» **Directions**
Find each line in the records below that contains the word "striped", and copy those lines.

» **Data for this task**
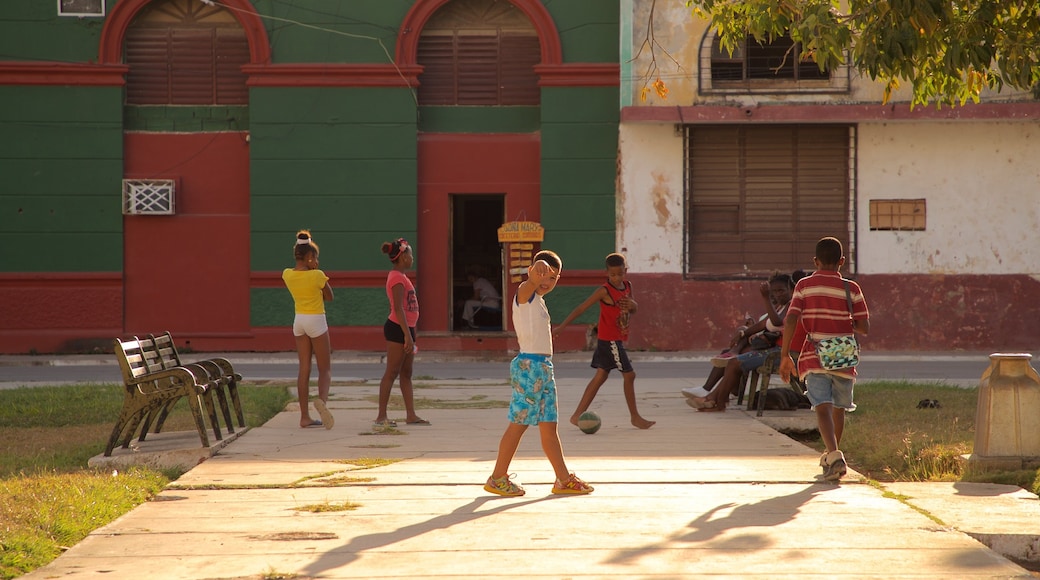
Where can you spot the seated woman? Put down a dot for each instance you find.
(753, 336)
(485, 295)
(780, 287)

* * *

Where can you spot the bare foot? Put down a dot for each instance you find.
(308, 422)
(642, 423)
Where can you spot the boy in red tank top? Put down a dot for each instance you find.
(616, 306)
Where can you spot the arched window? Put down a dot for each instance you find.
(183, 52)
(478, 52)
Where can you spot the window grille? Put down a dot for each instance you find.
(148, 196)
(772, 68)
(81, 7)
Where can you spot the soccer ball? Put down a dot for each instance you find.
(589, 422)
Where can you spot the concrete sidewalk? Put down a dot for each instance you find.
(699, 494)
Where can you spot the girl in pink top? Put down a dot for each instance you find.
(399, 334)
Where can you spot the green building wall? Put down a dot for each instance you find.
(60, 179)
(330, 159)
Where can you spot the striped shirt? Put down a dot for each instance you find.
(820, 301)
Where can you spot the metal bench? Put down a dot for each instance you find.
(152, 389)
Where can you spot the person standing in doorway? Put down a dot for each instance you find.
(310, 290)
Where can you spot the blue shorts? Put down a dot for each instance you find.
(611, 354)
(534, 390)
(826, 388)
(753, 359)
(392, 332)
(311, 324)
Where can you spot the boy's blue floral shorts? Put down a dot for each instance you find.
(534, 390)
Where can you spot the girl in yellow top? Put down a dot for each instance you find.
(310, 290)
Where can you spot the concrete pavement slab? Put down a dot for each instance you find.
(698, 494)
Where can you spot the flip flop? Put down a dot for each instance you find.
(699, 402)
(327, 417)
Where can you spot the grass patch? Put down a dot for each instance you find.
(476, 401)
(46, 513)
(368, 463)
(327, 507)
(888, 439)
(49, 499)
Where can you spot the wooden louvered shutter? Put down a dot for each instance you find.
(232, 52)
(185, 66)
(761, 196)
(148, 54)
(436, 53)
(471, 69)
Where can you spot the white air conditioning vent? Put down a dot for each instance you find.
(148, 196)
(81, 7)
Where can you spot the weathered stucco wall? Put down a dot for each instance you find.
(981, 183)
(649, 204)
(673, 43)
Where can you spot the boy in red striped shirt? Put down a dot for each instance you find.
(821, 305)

» **Solution**
Where can you spot the striped shirt? Put down a dot for each instance you find.
Where can you spot the boy in red striped shirt? Put down a dot for each instance you find.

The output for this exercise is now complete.